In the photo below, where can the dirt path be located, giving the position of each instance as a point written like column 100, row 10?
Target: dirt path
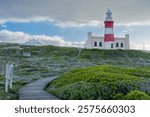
column 34, row 90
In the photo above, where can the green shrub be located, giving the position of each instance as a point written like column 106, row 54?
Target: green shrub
column 98, row 82
column 137, row 95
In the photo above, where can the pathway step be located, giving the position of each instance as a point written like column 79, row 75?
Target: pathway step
column 35, row 90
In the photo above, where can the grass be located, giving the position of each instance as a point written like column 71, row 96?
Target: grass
column 94, row 81
column 12, row 93
column 98, row 82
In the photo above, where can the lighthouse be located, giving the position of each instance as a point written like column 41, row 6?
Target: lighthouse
column 109, row 31
column 108, row 41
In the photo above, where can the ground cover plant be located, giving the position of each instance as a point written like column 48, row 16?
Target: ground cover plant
column 101, row 82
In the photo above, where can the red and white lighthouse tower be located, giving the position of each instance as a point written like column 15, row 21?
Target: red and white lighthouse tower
column 109, row 32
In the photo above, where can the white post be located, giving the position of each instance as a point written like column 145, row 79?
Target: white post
column 11, row 75
column 7, row 78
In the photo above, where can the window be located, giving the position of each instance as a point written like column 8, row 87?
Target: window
column 112, row 46
column 95, row 43
column 117, row 44
column 122, row 45
column 100, row 44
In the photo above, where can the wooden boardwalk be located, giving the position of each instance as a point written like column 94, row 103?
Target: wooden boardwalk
column 34, row 90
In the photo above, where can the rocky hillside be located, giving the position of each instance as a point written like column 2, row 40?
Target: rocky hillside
column 51, row 60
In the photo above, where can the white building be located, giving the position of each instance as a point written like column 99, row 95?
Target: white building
column 108, row 41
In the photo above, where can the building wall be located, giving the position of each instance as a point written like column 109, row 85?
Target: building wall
column 96, row 42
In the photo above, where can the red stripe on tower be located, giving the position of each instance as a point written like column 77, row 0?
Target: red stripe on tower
column 109, row 33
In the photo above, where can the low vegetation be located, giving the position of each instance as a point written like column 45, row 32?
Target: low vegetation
column 128, row 70
column 101, row 82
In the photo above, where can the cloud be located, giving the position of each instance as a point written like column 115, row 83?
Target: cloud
column 4, row 26
column 92, row 23
column 20, row 37
column 124, row 11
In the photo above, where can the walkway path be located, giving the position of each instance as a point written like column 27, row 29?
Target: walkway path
column 34, row 90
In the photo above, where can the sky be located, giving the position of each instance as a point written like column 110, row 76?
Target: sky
column 66, row 22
_ _ _ _ _
» **YOUR GOAL**:
Return all of the material above word for word, omitting the pictures.

» **SOLUTION**:
In the photo below, where can the dirt path be located, giving the position of each instance as a point written like column 100, row 10?
Target: dirt path
column 34, row 90
In the photo above, where can the green shrub be located, giving the position of each instance as a point written like column 106, row 54?
Target: green shrub
column 98, row 82
column 137, row 95
In the photo above, where can the pathway step be located, giving the position of each instance as a point written like column 79, row 75?
Target: pathway step
column 35, row 90
In the photo above, where can the grass be located, giving the position of each instance as a point written like column 71, row 96?
Target: grass
column 94, row 81
column 12, row 93
column 98, row 82
In the photo above, where can the lighthouse be located, giving the position of each instance as a point written like column 41, row 6?
Target: lighthouse
column 109, row 31
column 108, row 41
In the photo above, where can the ground cover plant be located, giving the position of each instance as a point written like column 48, row 16?
Target: ground cover plant
column 101, row 82
In the photo above, where can the red and white lighthouse tower be located, giving the position of each instance as a point written like column 15, row 21?
Target: red and white lighthouse tower
column 109, row 32
In the photo above, where can the white post be located, giving the position of each instance as a point written like column 145, row 79?
Target: white post
column 11, row 75
column 7, row 78
In the photo above, where can the window be located, giving the position of each instance as a point written like column 8, row 87?
Target: window
column 112, row 46
column 95, row 43
column 117, row 44
column 122, row 45
column 100, row 44
In the photo above, where can the wooden boardwalk be located, giving the position of each instance as a point written like column 94, row 103?
Target: wooden boardwalk
column 34, row 90
In the photo above, where can the rocky hillside be located, giving the position of each instance as a point written like column 2, row 40?
Target: rocky hillside
column 51, row 60
In the photo above, where can the white building be located, giving the position of each instance as a point written like column 99, row 95?
Target: white building
column 108, row 41
In the photo above, where can the building wall be located, giving the position of each instance as a point written like column 109, row 85?
Target: building wall
column 96, row 42
In the photo above, where can the red stripe on tower be located, giving the position of each instance as a point written like column 77, row 0?
Target: red stripe on tower
column 109, row 33
In the photo above, where can the low vegetation be located, giving the position of each instance as a point written like column 45, row 32?
Target: low vegetation
column 128, row 70
column 101, row 82
In the photo above, where can the cloud be located, giving the position of each instance as a point written like column 115, row 83?
Target: cloud
column 4, row 26
column 92, row 23
column 20, row 37
column 124, row 11
In the photo above, where can the walkway path be located, giving the position of each instance as a point written like column 27, row 29?
Target: walkway path
column 34, row 90
In the photo above, where can the sky be located, giving the position of each instance as a point written like column 110, row 76?
Target: sky
column 66, row 22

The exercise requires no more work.